**Written instruction**: Copy out the entries below word for word, from the line containing "Target: captain armband" through the final line, including both. Leave the pictures out of your copy.

**Supplied material**:
┏━━

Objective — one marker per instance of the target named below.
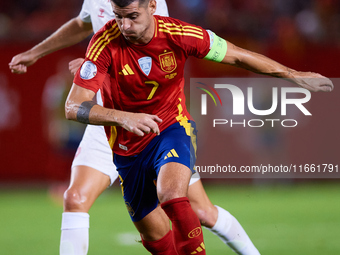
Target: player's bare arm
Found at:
(258, 63)
(81, 106)
(68, 34)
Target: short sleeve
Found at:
(96, 64)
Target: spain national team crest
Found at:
(168, 62)
(145, 64)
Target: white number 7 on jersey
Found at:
(155, 86)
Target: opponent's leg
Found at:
(85, 186)
(219, 221)
(172, 186)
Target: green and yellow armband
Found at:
(218, 48)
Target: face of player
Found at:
(136, 21)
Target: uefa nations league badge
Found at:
(145, 64)
(88, 70)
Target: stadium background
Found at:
(37, 145)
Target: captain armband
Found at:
(218, 48)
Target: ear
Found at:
(152, 6)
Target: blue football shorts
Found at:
(137, 174)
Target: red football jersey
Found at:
(143, 78)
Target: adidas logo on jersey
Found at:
(127, 70)
(171, 154)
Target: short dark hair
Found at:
(124, 3)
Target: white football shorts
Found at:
(94, 151)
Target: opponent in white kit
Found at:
(92, 168)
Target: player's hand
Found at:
(74, 65)
(141, 123)
(20, 62)
(313, 81)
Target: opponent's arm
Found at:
(68, 34)
(80, 106)
(261, 64)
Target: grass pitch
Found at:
(280, 219)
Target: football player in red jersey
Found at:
(92, 169)
(152, 136)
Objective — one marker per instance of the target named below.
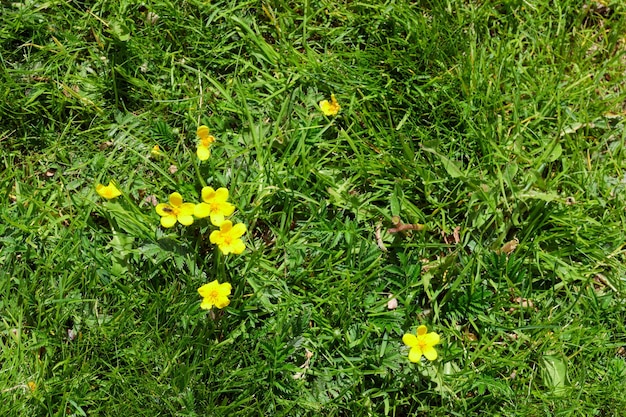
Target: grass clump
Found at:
(471, 181)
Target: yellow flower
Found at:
(204, 146)
(214, 294)
(330, 108)
(176, 210)
(228, 237)
(108, 192)
(214, 205)
(422, 344)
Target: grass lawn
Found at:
(473, 181)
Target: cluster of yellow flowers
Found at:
(214, 205)
(204, 145)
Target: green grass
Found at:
(497, 121)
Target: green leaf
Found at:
(554, 373)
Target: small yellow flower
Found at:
(108, 192)
(176, 210)
(228, 237)
(204, 146)
(422, 344)
(214, 205)
(330, 108)
(214, 294)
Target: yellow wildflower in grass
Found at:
(228, 237)
(108, 192)
(214, 205)
(204, 146)
(421, 344)
(176, 210)
(214, 294)
(330, 108)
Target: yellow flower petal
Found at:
(221, 194)
(203, 152)
(108, 192)
(215, 294)
(214, 237)
(168, 221)
(217, 219)
(431, 339)
(330, 108)
(203, 131)
(176, 199)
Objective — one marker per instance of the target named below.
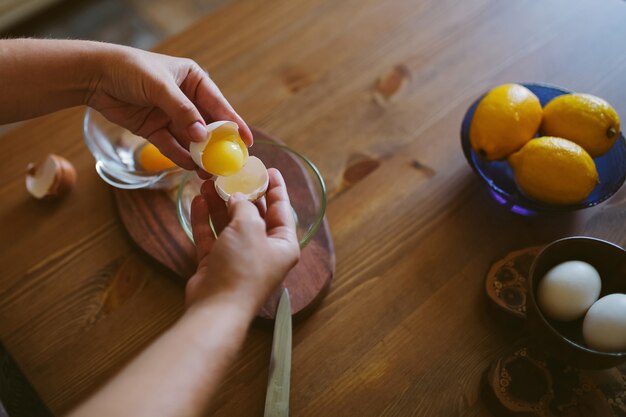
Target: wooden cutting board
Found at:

┗━━

**Output**:
Target: captain armband
Found at:
(218, 48)
Target: ear
Found at:
(152, 6)
Target: blue football shorts
Found at:
(137, 174)
Target: red football jersey
Found at:
(143, 78)
Target: adidas logo on jersey
Found at:
(127, 70)
(171, 154)
Target: short dark hair
Found at:
(124, 3)
Target: white football shorts
Found at:
(94, 151)
Target: opponent in white kit
Found at:
(92, 168)
Target: player's hand
Found at:
(74, 65)
(141, 123)
(20, 62)
(313, 81)
Target: opponent's arm
Found at:
(68, 34)
(80, 106)
(261, 64)
Target: grass pitch
Found at:
(280, 219)
Target: football player in red jersey
Found at:
(92, 169)
(152, 136)
Objective — one marker per instance of the target named below.
Target: grass clump
Found at:
(471, 181)
Target: yellow flower
Found at:
(204, 146)
(214, 294)
(330, 108)
(176, 210)
(228, 237)
(108, 192)
(214, 205)
(422, 344)
Target: grass lawn
Found at:
(473, 181)
Target: cluster of yellow flowers
Found at:
(214, 205)
(204, 145)
Target: green grass
Found at:
(497, 121)
Target: green leaf
Found at:
(554, 373)
Target: small yellow flower
Found at:
(108, 192)
(176, 210)
(228, 237)
(204, 146)
(422, 344)
(214, 205)
(330, 108)
(214, 294)
Target: yellow wildflower in grass
Found at:
(228, 237)
(108, 192)
(214, 205)
(204, 146)
(421, 344)
(176, 210)
(214, 294)
(330, 108)
Target: yellow flower petal
Found at:
(221, 194)
(203, 152)
(108, 192)
(215, 294)
(214, 237)
(168, 221)
(217, 219)
(431, 339)
(330, 108)
(203, 131)
(176, 199)
Objective — one marker per instance of the target named below.
Target: wooden cutting board
Found at:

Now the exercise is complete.